Point-per-instance localization data
________
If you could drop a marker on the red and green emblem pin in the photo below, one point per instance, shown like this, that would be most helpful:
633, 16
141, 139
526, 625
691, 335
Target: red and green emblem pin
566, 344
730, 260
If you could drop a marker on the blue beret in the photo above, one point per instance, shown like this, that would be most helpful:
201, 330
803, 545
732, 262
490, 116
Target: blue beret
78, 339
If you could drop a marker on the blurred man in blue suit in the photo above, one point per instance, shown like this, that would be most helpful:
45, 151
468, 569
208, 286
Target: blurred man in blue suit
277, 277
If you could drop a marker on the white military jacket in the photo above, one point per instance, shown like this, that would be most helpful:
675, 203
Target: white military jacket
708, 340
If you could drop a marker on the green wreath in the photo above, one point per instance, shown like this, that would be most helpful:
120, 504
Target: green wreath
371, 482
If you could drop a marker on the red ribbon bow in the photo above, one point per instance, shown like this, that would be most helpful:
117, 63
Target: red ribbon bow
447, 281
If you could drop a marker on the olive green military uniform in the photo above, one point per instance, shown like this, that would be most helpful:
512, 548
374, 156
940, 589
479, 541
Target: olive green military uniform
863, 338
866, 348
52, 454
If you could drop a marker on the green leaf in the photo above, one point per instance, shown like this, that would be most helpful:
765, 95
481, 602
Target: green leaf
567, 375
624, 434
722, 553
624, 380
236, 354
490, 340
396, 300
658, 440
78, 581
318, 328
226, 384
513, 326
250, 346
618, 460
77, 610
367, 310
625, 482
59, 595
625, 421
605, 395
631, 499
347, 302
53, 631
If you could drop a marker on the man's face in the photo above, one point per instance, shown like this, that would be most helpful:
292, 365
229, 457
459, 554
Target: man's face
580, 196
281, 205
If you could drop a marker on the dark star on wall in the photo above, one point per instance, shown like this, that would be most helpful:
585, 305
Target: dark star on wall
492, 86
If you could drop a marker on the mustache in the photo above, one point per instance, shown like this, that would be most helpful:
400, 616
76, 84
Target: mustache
________
**THE TASK**.
Find all the lines with "most" in the data and copy them.

**PROBLEM SOLUTION**.
If you could drop a marker on the red and green emblem pin in the photo below, one point per instance, shown like this, that would be most helpful:
If you could drop a marker on the blue beret in the photo above, one point per instance, shown like this, that would be most helpful:
If you could drop a marker on the blurred man in blue suit in the photo above, one point per instance, shown like this, that would be most helpful:
If you could drop a marker on the white military jacket in the photo above, one point per instance, shown like this, that would be most helpful:
If you could drop a marker on the green wreath in the photo above, one point per instance, shown like this, that would be most helpful:
If you could drop a marker on the red ribbon bow in the photo above, one point per instance, shown like this, that would be most helpful:
If you could drop a marker on the olive green military uniform in the photo above, one point per instance, shown like this, that would be most helpful:
If you could drop a marker on the green leaf in the photo above, one point per instance, shown like this, that would be most helpful:
If you could drop a marker on the man's face in the photo above, one point per instance, shown like this, that would be most helpful:
If you could drop a marker on the dark star on wall in the photo above, one point per instance, shown like this, that would be most helpful:
If you could drop a marker on the mustache in the photo above, one point per instance, shown like this, that would be most helpful:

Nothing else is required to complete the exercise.